§ Page excerpt:
Tesla co-founder’s battery recycling firm gets a cushy $700M investment round

Redwood Materials, a battery recycling company founded by Tesla co-founder J.B. Straubel, has announced a $700 million investment round from external investors. The round was led by funds and accounts advised by T. Rowe Price Associates, Inc., and includes contributions from Goldman Sachs Asset Management, Baillie Gifford, Canada Pension Plan Investment Board, and Fidelity. Additionally, Series B investors included Amazon’s Climate Pledge Fund, Capricorn’s Technology Impact Fund, Breakthrough Energy Ventures, Valor Equity Partners, Emerson Collective, and Franklin Templeton.

In an attempt to keep up with the growing market of car manufacturers and other transportation companies transitioning to electrification, Redwood knows that the demand for lithium-ion batteries and other materials crucial to their operation will need to be reused. Redwood’s ultimate goal is to create a “closed-loop supply chain for electric vehicles and energy products, making them truly sustainable and continuing to drive down the costs for batteries,” the company said.

§ Prompt 1: Set down, word for word, everything in the Redwood Materials article from "In an attempt" down to "the company said.".
§ Prompt 2: Name every investor the Redwood Materials article lists as a Series B investor.
§ Prompt 3:
Answer these from the Redwood Materials article:
(a) Who founded Redwood Materials?
(b) How large was the investment round Redwood announced?
(c) What does the company call its ultimate goal?

§ Extracted records:
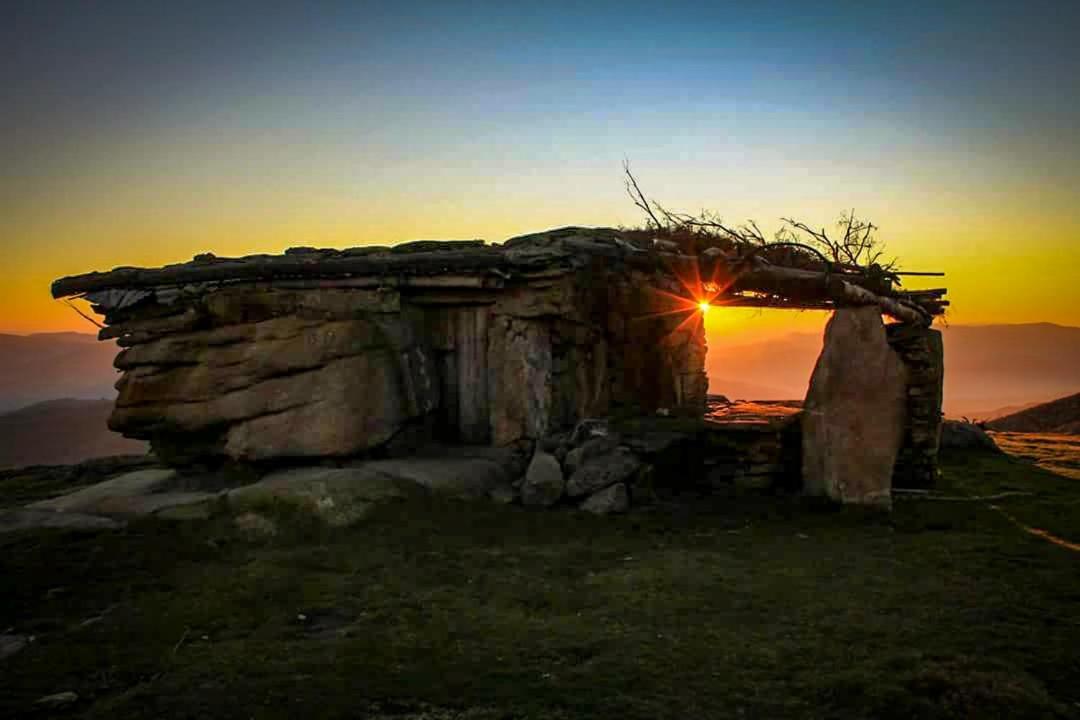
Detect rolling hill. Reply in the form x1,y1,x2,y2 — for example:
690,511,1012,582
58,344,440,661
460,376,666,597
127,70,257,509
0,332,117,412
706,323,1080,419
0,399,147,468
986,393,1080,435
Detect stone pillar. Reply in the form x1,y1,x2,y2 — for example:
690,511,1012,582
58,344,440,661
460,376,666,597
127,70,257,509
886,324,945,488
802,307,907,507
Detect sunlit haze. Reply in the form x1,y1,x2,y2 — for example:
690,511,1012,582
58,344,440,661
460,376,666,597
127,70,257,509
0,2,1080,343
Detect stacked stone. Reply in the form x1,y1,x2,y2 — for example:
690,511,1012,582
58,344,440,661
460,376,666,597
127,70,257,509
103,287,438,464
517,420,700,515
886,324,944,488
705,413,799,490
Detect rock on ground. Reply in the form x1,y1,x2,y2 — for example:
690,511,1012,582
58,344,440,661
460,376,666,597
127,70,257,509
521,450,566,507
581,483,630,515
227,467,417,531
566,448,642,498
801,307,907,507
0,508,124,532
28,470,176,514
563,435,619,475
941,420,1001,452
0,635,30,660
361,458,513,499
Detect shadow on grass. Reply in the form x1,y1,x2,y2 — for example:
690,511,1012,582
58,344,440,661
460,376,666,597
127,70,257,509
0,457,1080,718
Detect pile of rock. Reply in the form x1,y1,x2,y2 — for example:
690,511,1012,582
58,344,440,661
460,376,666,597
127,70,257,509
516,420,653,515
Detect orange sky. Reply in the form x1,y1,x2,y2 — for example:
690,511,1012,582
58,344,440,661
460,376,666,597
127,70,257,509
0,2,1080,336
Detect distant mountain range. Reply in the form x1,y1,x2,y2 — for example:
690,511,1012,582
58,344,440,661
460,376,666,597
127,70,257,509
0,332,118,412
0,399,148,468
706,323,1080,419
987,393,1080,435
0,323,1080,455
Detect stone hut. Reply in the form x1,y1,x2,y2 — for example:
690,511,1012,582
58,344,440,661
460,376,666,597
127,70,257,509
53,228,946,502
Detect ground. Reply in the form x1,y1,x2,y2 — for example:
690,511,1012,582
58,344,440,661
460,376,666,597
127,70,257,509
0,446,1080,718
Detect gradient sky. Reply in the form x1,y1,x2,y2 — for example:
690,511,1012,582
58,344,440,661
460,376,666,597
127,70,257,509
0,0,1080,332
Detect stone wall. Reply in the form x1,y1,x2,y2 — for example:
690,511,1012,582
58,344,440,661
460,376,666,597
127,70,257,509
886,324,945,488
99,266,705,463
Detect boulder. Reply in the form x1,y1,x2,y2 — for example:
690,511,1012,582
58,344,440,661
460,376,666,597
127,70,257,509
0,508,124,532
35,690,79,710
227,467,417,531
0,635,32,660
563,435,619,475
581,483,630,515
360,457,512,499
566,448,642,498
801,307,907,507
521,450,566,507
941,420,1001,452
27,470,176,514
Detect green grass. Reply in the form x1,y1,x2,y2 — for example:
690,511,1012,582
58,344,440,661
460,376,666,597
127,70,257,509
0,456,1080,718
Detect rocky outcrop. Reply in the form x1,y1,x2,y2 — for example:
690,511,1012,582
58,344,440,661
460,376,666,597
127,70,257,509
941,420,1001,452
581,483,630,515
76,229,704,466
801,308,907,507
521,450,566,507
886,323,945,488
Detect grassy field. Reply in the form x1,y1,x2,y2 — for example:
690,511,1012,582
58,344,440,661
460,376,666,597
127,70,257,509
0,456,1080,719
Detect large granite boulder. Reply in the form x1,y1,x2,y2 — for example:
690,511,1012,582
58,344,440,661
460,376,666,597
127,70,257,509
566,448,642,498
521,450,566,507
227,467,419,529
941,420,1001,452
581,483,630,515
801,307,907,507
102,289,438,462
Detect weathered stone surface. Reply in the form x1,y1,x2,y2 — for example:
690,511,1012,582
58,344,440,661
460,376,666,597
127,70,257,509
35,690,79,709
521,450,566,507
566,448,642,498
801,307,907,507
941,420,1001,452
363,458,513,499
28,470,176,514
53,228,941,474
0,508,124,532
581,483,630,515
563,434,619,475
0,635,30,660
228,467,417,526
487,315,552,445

§ Finished answer 1:
In an attempt to keep up with the growing market of car manufacturers and other transportation companies transitioning to electrification, Redwood knows that the demand for lithium-ion batteries and other materials crucial to their operation will need to be reused. Redwood’s ultimate goal is to create a “closed-loop supply chain for electric vehicles and energy products, making them truly sustainable and continuing to drive down the costs for batteries,” the company said.

§ Finished answer 2:
Amazon's Climate Pledge Fund
Capricorn's Technology Impact Fund
Breakthrough Energy Ventures
Valor Equity Partners
Emerson Collective
Franklin Templeton

§ Finished answer 3:
(a) J.B. Straubel, a Tesla co-founder.
(b) $700 million.
(c) To create a "closed-loop supply chain for electric vehicles and energy products, making them truly sustainable and continuing to drive down the costs for batteries."